Les Contemplations dans le texte

Préface

Victor Hugo, Les Contemplations, 1856
Texte intégral : Paris, Ed. Michel Levy, 1856
Dans sa Préface, Hugo expose la signification et la portée qu’il entend donner aux Contemplations. La poésie dans cette œuvre se confond d’après lui avec la « vie » qui est ici à la fois la source et l’objet de l’écriture poétique. Le degré d’abstraction atteint par le poète contemplateur l’amène en outre à faire de ces Mémoires d’une âme l’emblème de la condition humaine.
 
 

[...] Vingt-cinq années sont dans ces deux volumes. Grande mortalis ævi spatium. L’auteur a laissé, pour ainsi dire, ce livre se faire en lui. La vie, en filtrant goutte à goutte à travers les événements et les souffrances, l’a déposé dans son cœur. Ceux qui s’y pencheront retrouveront leur propre image dans cette eau profonde et triste, qui s’est lentement amassée là, au fond d’une âme. Qu’est-ce que les Contemplations ? C’est ce qu’on pourrait appeler, si le mot n’avait quelque prétention, les Mémoires d’une âme.

- _BLOC DE DONNÉES_:
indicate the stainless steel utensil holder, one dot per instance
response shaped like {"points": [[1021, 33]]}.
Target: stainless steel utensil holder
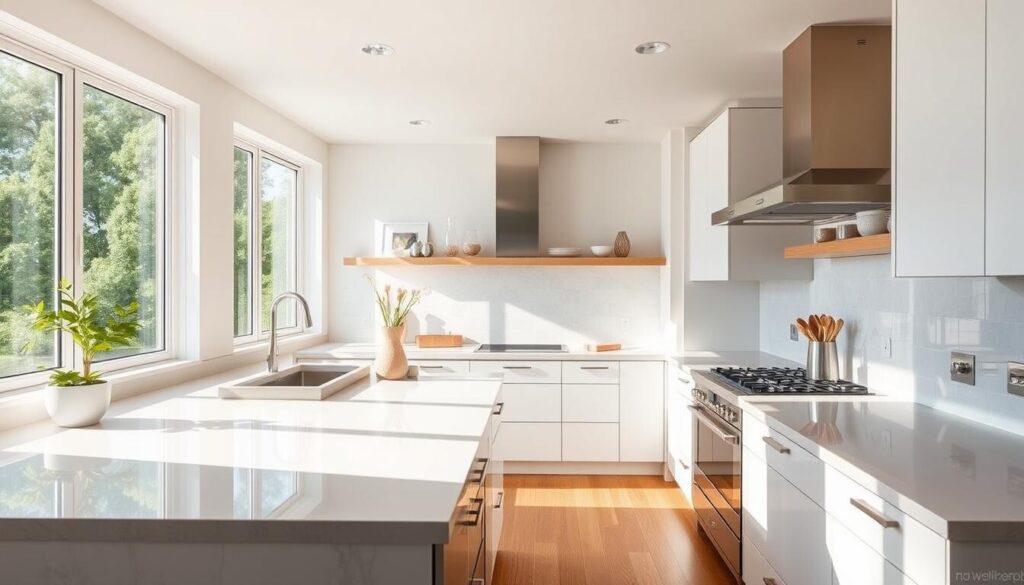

- _TRAVAIL DEMANDÉ_:
a: D'après l'extrait de la préface des Contemplations, combien d'années les deux volumes renferment-ils ?
b: Poursuivez la préface des Contemplations à partir de sa dernière phrase.
La liste qui précède ne sert à rien pour ce travail.

- _RÉPONSES PAR CONSIGNE_:
a: Vingt-cinq années.

b:
Ce sont, en effet, toutes les impressions, tous les souvenirs, toutes les réalités, tous les fantômes vagues, riants ou funèbres, que peut contenir une conscience, revenus et rappelés, rayon à rayon, soupir à soupir, et mêlés dans la même nuée sombre. C’est l’existence humaine sortant de l’énigme du berceau et aboutissant à l’énigme du cercueil ; c’est un esprit qui marche de lueur en lueur en laissant derrière lui la jeunesse, l’amour, l’illusion, le combat, le désespoir, et qui s’arrête éperdu « au bord de l’infini ». Cela commence par un sourire, continue par un sanglot, et finit par un bruit du clairon de l’abîme.
Une destinée est écrite là jour à jour.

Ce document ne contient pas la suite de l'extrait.